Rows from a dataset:
────────────────────

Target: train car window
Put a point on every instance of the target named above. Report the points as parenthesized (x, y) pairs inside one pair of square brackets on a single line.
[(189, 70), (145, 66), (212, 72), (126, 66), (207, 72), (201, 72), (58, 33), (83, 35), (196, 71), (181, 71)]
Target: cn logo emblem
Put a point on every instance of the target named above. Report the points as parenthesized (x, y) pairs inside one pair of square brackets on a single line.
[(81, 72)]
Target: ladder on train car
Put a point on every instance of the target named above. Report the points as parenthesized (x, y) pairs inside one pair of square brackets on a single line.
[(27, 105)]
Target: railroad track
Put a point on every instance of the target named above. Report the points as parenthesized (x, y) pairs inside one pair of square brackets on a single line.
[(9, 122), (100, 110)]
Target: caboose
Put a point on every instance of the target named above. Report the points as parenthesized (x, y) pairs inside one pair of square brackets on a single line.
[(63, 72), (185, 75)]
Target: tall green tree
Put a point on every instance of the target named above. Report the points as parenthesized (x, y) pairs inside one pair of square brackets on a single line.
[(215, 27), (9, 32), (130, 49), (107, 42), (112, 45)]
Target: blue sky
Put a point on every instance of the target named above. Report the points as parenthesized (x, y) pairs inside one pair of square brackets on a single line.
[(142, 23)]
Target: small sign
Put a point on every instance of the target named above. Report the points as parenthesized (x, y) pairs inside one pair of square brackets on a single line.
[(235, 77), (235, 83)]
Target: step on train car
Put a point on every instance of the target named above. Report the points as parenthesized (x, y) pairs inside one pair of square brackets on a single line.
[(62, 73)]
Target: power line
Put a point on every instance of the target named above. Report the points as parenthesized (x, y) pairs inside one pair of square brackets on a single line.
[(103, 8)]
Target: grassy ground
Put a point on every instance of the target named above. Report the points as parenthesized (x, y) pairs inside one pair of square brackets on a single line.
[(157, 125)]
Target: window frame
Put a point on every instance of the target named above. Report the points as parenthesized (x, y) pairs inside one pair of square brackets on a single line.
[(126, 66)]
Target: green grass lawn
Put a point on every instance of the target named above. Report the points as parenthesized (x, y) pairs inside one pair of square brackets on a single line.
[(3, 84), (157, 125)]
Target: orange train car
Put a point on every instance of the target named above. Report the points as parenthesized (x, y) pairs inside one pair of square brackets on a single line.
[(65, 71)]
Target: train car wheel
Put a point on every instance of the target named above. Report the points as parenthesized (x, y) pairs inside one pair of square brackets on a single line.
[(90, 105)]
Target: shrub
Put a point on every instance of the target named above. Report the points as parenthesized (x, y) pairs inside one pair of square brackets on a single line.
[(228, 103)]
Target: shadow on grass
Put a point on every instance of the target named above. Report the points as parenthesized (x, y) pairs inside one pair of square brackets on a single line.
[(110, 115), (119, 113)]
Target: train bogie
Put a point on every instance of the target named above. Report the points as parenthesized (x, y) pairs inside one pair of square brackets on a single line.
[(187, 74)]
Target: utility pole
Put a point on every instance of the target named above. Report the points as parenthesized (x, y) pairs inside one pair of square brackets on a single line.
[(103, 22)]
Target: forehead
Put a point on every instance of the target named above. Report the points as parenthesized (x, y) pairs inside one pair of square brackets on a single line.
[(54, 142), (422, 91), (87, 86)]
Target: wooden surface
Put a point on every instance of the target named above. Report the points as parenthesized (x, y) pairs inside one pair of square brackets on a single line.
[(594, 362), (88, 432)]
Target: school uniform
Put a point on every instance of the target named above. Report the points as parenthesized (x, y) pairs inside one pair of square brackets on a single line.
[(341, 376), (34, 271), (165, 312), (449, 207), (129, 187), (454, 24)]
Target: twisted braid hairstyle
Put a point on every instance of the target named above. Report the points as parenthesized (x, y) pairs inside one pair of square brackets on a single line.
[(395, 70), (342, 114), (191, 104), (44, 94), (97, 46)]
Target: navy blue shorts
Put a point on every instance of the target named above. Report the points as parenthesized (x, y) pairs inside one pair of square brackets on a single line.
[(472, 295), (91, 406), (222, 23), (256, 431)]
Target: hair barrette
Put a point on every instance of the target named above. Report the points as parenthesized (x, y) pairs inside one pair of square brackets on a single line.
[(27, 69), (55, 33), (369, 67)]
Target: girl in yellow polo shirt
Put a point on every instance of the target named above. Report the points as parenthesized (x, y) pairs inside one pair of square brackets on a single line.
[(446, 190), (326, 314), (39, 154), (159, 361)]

────────────────────

__Exercise__. Copy the stretch from the line containing "Target: utility pole" through the line containing "[(103, 22)]", substituting "power pole" for "utility pole" and leaving everything else unchanged.

__Response__.
Target: power pole
Put a point on every instance of the target named above. Report the points as parenthesized (x, y) pairs inside one pair of square brackets on a single line.
[(103, 22)]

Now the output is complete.